____ Material provided
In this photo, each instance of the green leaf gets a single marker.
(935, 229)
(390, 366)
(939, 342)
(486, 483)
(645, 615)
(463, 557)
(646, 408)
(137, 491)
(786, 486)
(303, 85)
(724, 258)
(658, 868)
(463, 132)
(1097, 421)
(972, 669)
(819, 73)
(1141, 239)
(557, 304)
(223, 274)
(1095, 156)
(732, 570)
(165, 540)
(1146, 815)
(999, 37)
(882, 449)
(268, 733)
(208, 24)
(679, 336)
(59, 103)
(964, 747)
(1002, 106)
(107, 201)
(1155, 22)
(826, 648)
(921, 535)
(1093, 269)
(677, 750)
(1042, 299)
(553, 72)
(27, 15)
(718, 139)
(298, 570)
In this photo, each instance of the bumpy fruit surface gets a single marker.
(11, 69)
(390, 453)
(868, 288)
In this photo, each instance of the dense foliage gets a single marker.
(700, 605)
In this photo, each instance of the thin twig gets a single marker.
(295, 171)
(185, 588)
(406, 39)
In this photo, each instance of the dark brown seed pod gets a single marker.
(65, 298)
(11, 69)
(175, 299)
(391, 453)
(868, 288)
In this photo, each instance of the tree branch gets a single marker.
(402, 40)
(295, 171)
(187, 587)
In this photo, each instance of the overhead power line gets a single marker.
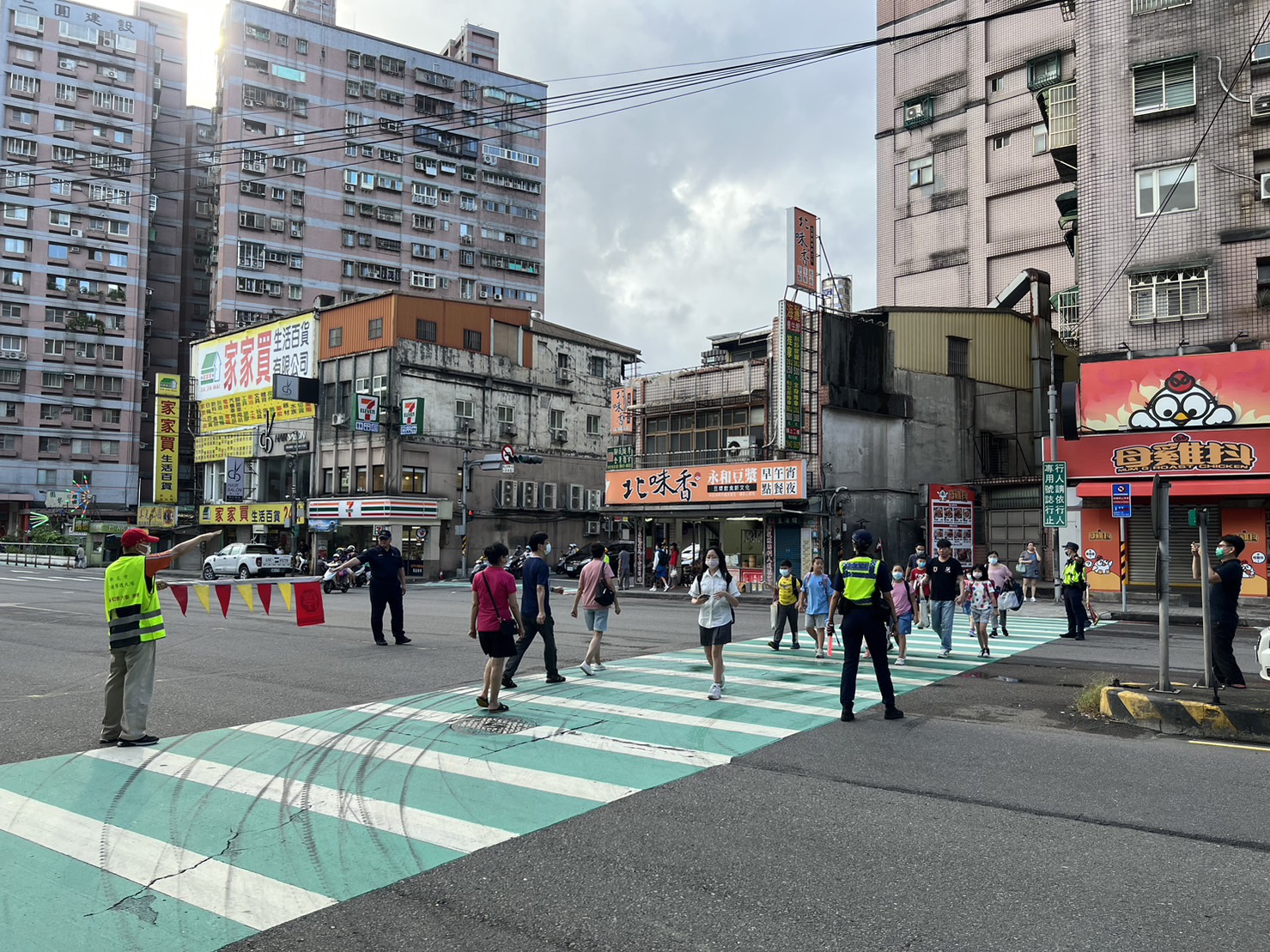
________
> Try it
Excluding pictures, copy exactly the lines from the line containing "In this photo, each instance of the dense" through the last line of the data, inclusive.

> Output of the task
In this photo, each instance of the dense foliage gets a single marker.
(700, 605)
In this photo, each instance of the thin twig gets a single marker.
(295, 171)
(185, 588)
(406, 39)
In this photo, each instance of the dark brown seed pod gets a single marker.
(65, 298)
(11, 69)
(175, 299)
(391, 453)
(868, 288)
In this photo, each instance of the tree branch gets a single marker.
(402, 40)
(295, 171)
(187, 587)
In this photo, each instance of the overhead power line gets a single marker.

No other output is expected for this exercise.